INSTRUCTION: Please reproduce every row below verbatim, keeping each line, number, and punctuation mark unchanged.

======== RECORDED INFORMATION ========

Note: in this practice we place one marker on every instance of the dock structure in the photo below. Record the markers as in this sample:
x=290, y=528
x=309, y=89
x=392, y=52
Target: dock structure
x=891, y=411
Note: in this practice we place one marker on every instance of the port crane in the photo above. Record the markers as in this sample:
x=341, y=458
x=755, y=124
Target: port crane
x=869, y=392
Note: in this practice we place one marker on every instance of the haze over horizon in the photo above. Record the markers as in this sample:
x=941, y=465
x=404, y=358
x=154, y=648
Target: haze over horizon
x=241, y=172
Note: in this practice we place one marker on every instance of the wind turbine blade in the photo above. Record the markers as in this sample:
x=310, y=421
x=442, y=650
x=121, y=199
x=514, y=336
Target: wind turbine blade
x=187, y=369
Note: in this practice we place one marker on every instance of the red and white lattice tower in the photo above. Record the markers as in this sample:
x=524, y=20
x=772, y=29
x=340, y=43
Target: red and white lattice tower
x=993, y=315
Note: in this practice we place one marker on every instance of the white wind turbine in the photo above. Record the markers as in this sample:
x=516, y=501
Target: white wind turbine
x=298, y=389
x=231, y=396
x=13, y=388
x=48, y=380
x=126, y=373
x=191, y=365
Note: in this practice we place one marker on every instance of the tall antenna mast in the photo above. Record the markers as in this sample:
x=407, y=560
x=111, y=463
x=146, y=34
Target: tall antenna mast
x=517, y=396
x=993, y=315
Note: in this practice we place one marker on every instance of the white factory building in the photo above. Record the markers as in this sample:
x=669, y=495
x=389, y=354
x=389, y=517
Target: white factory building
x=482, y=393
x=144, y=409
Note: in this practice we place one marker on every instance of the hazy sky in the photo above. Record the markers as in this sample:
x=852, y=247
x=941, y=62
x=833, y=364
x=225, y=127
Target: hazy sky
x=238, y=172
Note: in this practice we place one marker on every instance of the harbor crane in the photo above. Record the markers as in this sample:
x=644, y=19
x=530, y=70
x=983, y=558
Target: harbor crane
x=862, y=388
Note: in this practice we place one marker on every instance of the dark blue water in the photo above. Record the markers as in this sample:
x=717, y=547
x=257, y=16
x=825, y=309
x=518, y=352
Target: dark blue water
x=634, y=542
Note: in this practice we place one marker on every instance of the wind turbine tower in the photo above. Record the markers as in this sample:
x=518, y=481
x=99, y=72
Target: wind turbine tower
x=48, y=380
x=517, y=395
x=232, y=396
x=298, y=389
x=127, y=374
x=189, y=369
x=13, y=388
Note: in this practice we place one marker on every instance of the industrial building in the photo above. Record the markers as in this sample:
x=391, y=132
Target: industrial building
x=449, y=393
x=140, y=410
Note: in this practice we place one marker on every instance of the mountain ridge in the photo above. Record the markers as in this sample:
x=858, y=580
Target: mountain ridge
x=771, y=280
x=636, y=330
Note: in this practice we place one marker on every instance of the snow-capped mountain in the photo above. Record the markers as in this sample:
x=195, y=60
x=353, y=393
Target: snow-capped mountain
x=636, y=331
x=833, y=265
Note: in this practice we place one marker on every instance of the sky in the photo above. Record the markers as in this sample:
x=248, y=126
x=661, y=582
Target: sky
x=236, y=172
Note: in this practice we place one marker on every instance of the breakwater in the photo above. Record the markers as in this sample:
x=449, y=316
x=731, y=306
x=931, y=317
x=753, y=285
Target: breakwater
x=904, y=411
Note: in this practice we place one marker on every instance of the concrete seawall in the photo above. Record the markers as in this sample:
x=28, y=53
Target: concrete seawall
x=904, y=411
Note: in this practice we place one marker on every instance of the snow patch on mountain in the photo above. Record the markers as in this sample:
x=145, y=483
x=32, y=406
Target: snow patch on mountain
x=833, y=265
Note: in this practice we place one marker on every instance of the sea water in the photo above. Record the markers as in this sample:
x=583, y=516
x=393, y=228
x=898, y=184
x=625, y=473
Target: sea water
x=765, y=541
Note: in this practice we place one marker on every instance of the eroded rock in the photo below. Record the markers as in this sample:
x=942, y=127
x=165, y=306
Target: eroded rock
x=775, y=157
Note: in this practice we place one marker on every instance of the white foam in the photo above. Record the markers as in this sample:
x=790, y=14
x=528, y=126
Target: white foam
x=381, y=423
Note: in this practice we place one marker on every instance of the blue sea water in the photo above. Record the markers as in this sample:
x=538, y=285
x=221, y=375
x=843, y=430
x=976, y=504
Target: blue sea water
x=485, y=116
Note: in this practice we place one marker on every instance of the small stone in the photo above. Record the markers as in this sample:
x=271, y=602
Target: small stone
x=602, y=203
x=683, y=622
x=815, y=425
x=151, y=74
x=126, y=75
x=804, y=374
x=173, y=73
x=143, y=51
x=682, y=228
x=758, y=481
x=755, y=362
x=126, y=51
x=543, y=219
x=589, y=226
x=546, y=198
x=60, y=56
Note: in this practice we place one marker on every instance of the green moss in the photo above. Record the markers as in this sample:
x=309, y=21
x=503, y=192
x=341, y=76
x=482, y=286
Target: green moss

========

ANSWER TO THIS EXERCISE:
Note: in this practice we place one marker on every instance of the dock structure in the photo below. Record the markers as in this sample:
x=290, y=528
x=309, y=89
x=392, y=52
Target: dock structure
x=891, y=411
Note: in this practice we place one marker on every instance of the port crane in the photo above. Record the markers as in this sample:
x=341, y=458
x=755, y=124
Target: port crane
x=869, y=392
Note: in this practice we place one marker on every instance of the haze over horizon in the photo above. Record the markers as in this sample:
x=941, y=465
x=404, y=358
x=154, y=648
Target: haze over horizon
x=241, y=172
Note: in this practice we place one marker on every instance of the wind turbine blade in the photo above. Record the markers as in this sample:
x=310, y=421
x=442, y=650
x=121, y=199
x=514, y=336
Target: wind turbine blade
x=187, y=369
Note: in this practice we place one marker on every instance of the red and white lattice tower in the photo above. Record the markers as in this sample:
x=524, y=20
x=772, y=29
x=340, y=43
Target: red and white lattice tower
x=993, y=315
Note: in this practice we place one marker on every instance of the white wind turbine in the photo above. Record the markers as in this sample:
x=516, y=501
Target: white wind turbine
x=298, y=389
x=231, y=396
x=13, y=388
x=48, y=380
x=126, y=373
x=191, y=365
Note: in this practice we place one marker on every instance of the tall antenna mast in the photo above. Record the markers as in this sample:
x=407, y=560
x=111, y=463
x=146, y=34
Target: tall antenna mast
x=517, y=396
x=993, y=315
Note: in this practice we place one marker on every instance of the white factory building in the photo above. Record the markers as in this sample:
x=669, y=495
x=389, y=354
x=389, y=517
Target: white factory building
x=482, y=393
x=144, y=409
Note: in this practice we place one marker on every instance of the hazy sky in the photo above. Record the markers as in this sample:
x=852, y=247
x=941, y=62
x=833, y=364
x=225, y=127
Target: hazy sky
x=238, y=172
Note: in this practice we place one marker on every instance of the harbor crane in the photo above. Record the markers as in this sample:
x=644, y=19
x=530, y=70
x=983, y=558
Target: harbor crane
x=862, y=388
Note: in this practice we place one marker on every instance of the dark blue water in the photo above. Record the markers as in this sample:
x=717, y=547
x=257, y=16
x=825, y=309
x=518, y=352
Target: dark blue water
x=634, y=542
Note: in this practice we place one marker on every instance of the wind turbine tower in the photo above. Record the markers as in this sample:
x=518, y=481
x=99, y=72
Target: wind turbine tower
x=48, y=380
x=517, y=395
x=232, y=396
x=298, y=389
x=127, y=374
x=189, y=369
x=13, y=388
Note: in this practice we place one marker on every instance of the industrial building in the photo above. Record the markers as in this sample:
x=391, y=132
Target: industrial building
x=449, y=393
x=140, y=410
Note: in this practice we place one marker on every instance of the mountain ridge in the photo above. Record the markers as in this sample:
x=858, y=580
Target: mountain ridge
x=771, y=280
x=636, y=330
Note: in this practice we place one marker on every instance of the snow-capped mountain in the photo above. Record the markers as in this sample:
x=195, y=60
x=353, y=393
Target: snow-capped mountain
x=636, y=331
x=833, y=265
Note: in this practice we place one marker on every instance of the sky in the photo above. Record the markers as in this sample:
x=248, y=126
x=661, y=582
Target: sky
x=236, y=172
Note: in this practice we place one marker on every instance of the breakwater in the photo above. Record the markers as in this sample:
x=449, y=316
x=731, y=306
x=931, y=317
x=753, y=285
Target: breakwater
x=904, y=411
Note: in this practice we place one marker on every instance of the concrete seawall in the photo above. Record the markers as in this sample:
x=28, y=53
Target: concrete seawall
x=904, y=411
Note: in this practice we place one marker on every instance of the snow patch on mountain in the photo above. Record the markers as in this sample:
x=145, y=483
x=32, y=406
Target: snow patch on mountain
x=833, y=265
Note: in this practice we place one marker on every instance of the sea water in the photo above. Record the markers as in this sample:
x=583, y=516
x=393, y=228
x=898, y=184
x=625, y=473
Target: sea water
x=765, y=541
Note: in this practice we place one marker on every instance of the eroded rock in the photo below. Record the markers as in this sample:
x=942, y=127
x=165, y=306
Target: eroded rock
x=775, y=157
Note: in this practice we place one marker on every instance of the white foam in the photo above. Record the markers as in this sample:
x=790, y=14
x=528, y=126
Target: white foam
x=381, y=423
Note: in this practice we place one marker on every instance of the blue sea water in the photo above. Record the markers as in this sample:
x=538, y=285
x=221, y=375
x=843, y=430
x=976, y=504
Target: blue sea water
x=485, y=116
Note: in this practice we place one marker on every instance of the small stone in the photo above. Record the markers as in this sample:
x=271, y=602
Target: small stone
x=602, y=203
x=683, y=622
x=815, y=425
x=151, y=74
x=126, y=75
x=804, y=374
x=173, y=73
x=143, y=51
x=682, y=228
x=758, y=481
x=755, y=362
x=126, y=51
x=543, y=219
x=589, y=226
x=546, y=198
x=60, y=56
Note: in this practice we place one marker on every instance of the green moss in the photo above. Record the markers as in this sample:
x=309, y=21
x=503, y=192
x=341, y=76
x=482, y=286
Target: green moss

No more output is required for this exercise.